[Items stored from a collection]
· · ·
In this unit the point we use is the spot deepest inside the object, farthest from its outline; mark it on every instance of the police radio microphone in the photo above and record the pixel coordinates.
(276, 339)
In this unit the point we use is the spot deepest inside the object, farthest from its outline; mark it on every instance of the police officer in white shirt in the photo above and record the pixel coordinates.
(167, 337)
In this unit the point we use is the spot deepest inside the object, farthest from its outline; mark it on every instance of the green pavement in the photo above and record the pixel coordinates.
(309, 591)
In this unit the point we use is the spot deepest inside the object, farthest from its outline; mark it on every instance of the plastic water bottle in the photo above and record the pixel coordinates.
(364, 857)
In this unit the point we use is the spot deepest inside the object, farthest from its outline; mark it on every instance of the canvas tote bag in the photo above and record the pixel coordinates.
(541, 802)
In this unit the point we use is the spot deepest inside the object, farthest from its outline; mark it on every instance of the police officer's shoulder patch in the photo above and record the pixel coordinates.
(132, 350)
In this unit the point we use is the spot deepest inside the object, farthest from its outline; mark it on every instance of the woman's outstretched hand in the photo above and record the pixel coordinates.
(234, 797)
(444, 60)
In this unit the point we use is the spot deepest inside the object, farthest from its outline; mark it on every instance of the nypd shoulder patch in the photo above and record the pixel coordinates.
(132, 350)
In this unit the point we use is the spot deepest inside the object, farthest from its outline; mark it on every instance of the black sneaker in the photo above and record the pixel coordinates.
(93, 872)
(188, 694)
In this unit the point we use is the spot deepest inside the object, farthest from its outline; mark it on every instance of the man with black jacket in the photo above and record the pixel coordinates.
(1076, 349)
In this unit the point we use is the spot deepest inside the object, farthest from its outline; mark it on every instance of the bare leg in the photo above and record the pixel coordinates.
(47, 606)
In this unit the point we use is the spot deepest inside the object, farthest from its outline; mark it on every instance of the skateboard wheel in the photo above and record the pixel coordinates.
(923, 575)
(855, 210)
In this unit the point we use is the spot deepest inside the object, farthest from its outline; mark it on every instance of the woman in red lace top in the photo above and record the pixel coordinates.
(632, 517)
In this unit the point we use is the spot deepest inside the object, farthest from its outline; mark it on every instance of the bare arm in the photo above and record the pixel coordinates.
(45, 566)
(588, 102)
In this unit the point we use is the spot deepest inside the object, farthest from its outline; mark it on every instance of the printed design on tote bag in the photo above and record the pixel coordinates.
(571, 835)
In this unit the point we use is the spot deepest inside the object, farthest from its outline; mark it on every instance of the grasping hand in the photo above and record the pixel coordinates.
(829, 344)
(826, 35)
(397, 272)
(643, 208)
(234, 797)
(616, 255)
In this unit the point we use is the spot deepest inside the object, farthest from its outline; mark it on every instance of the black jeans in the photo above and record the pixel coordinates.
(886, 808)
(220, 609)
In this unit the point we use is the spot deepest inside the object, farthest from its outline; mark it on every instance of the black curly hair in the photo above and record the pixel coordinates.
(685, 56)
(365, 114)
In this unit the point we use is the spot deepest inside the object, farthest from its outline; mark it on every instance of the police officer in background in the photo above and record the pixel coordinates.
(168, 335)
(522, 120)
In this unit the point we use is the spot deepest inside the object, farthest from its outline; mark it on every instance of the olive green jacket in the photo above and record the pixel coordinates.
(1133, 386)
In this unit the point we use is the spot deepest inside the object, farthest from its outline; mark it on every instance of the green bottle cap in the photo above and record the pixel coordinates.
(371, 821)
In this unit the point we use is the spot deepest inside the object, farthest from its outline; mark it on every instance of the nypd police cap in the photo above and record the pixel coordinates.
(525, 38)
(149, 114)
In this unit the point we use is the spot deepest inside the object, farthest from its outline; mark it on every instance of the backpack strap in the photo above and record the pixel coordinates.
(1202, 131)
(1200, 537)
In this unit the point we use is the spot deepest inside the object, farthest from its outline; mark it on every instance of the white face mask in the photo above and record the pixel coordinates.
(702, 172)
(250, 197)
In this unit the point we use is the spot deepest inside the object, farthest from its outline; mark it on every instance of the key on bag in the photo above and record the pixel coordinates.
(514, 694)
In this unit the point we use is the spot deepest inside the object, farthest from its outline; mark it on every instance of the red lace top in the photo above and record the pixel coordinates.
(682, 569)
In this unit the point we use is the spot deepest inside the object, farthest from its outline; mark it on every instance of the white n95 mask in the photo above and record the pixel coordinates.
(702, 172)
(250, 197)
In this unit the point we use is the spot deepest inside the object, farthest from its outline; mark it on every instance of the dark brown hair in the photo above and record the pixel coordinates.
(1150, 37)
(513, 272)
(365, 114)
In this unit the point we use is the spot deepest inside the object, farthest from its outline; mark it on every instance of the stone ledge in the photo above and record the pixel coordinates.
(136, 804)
· · ·
### PROBLEM DESCRIPTION
Quote everything in the records above from the line containing "the man with" down to the line containing "(1076, 349)", including both of those lines.

### EXERCISE RESULT
In this unit the point we use is the spot deepest inside the object, farthest from its outline; mark it on every instance of the man with black jacket in the photo above and record the pixel coordinates.
(1076, 349)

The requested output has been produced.